**Exercise goal**:
Retype the material in full, keeping every word the same.
--- start of Information provided ---
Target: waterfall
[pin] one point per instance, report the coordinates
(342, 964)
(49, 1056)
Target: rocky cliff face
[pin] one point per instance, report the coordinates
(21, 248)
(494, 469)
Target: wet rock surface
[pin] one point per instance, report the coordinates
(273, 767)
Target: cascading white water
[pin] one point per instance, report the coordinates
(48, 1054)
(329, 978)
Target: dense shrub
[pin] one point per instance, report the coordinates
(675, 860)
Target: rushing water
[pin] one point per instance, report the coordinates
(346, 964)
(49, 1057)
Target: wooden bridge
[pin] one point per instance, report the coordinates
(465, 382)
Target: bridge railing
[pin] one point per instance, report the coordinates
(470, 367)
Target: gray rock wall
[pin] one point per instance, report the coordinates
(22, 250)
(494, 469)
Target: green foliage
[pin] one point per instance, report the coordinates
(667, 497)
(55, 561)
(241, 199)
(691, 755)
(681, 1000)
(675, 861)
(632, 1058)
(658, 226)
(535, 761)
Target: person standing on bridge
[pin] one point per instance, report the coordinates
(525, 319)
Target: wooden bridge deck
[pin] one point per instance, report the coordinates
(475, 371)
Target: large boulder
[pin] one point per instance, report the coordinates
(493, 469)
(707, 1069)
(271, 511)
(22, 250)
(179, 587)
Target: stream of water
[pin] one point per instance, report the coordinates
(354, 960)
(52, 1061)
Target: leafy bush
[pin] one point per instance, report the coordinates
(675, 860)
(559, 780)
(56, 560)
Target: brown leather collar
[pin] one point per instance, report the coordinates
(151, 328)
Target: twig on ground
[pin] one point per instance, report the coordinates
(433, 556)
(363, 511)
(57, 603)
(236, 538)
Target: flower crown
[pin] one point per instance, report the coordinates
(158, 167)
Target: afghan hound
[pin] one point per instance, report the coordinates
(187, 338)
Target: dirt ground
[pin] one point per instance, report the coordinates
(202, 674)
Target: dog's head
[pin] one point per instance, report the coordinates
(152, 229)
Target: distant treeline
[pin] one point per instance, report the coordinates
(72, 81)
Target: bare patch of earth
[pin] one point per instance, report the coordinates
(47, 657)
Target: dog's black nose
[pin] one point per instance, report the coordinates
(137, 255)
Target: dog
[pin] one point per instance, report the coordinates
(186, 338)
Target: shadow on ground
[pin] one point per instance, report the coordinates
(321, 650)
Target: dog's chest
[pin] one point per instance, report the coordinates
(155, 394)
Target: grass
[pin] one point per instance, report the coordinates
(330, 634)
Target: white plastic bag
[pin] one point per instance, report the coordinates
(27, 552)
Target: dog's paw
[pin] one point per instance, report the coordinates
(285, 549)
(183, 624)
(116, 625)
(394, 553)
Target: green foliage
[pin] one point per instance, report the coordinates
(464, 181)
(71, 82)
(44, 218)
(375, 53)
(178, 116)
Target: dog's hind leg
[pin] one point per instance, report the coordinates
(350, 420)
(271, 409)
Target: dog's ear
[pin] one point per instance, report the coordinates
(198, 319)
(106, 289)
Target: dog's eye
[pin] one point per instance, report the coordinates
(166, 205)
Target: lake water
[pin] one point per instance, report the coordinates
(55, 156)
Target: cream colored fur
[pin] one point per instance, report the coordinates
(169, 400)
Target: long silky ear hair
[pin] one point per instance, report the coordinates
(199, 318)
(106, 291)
--- end of Information provided ---
**Full solution**:
Target: waterfall
[pin] one point per instance, report the coordinates
(342, 964)
(49, 1056)
Target: rocky cliff face
[pin] one point per instance, report the coordinates
(21, 248)
(494, 469)
Target: wet rock surface
[pin] one point per instance, report the coordinates
(273, 767)
Target: cascading white water
[pin] one point per instance, report the coordinates
(48, 1054)
(329, 978)
Target: dense shrub
[pin] one point per instance, report the coordinates
(675, 860)
Target: rushing water
[pin] one point per instance, report the coordinates
(346, 964)
(49, 1057)
Target: wooden bridge
[pin] one point per instance, report the coordinates
(465, 382)
Target: bridge railing
[pin] one point per instance, report the coordinates
(470, 367)
Target: gray rock wall
[pin] one point per instance, report the coordinates
(22, 250)
(494, 469)
Target: green foliage
[pin] one point per instance, report the coordinates
(667, 497)
(55, 561)
(241, 199)
(691, 755)
(681, 1000)
(675, 861)
(632, 1058)
(658, 226)
(535, 761)
Target: person standing on bridge
[pin] one point per instance, report the coordinates
(525, 319)
Target: wooden bridge deck
[pin] one point per instance, report the coordinates
(475, 371)
Target: large boulder
[pin] one point per instance, report the coordinates
(493, 469)
(707, 1069)
(271, 511)
(22, 250)
(179, 587)
Target: stream of water
[pin] one point per instance, report the coordinates
(354, 960)
(52, 1061)
Target: leafy bush
[pin] one point per instance, report the coordinates
(675, 860)
(559, 780)
(56, 560)
Target: brown leather collar
[pin] one point per instance, report the coordinates
(151, 328)
Target: twig on ground
[pin] one point per instance, report the coordinates
(433, 556)
(363, 511)
(57, 603)
(236, 538)
Target: flower crown
[pin] one point per instance, report the coordinates
(158, 167)
Target: afghan hound
[pin] one point per instance, report the coordinates
(187, 338)
Target: dirt ground
[pin] one point per instance, report the coordinates
(202, 674)
Target: dog's head
[pin] one point per instance, report the coordinates
(152, 229)
Target: distant treeline
[pin] one point per instance, report the coordinates
(72, 81)
Target: bare patch of earth
[pin] one point per instance, report the coordinates
(47, 657)
Target: dog's black nose
[pin] one point per instance, report the coordinates
(137, 255)
Target: dog
[pin] one point per instance, report the coordinates
(186, 338)
Target: shadow on ground
[pin] one point per instance, report the coordinates
(321, 650)
Target: dog's chest
[pin] one point per instance, report the coordinates
(155, 394)
Target: grass
[pin] one point per instance, report the coordinates
(330, 634)
Target: white plastic bag
[pin] one point per instance, report the coordinates
(27, 552)
Target: dog's paw
[pin] one point per instance, report the coordinates
(285, 549)
(183, 624)
(116, 625)
(394, 553)
Target: green foliage
[pin] one point per instance, report the coordinates
(464, 181)
(71, 82)
(44, 218)
(375, 53)
(178, 116)
Target: dog's hind leg
[pin] one point per instance, report the coordinates
(350, 420)
(271, 409)
Target: dog's ear
[pin] one point per instance, report the coordinates
(198, 319)
(106, 289)
Target: dog's eye
[pin] one point per instance, report the coordinates
(166, 205)
Target: lake water
[pin] one point per instance, report the coordinates
(55, 156)
Target: cream colored fur
[pin] one point per instance, report the coordinates
(169, 400)
Target: long silky ear hair
[pin] one point per instance, report the coordinates
(199, 318)
(106, 291)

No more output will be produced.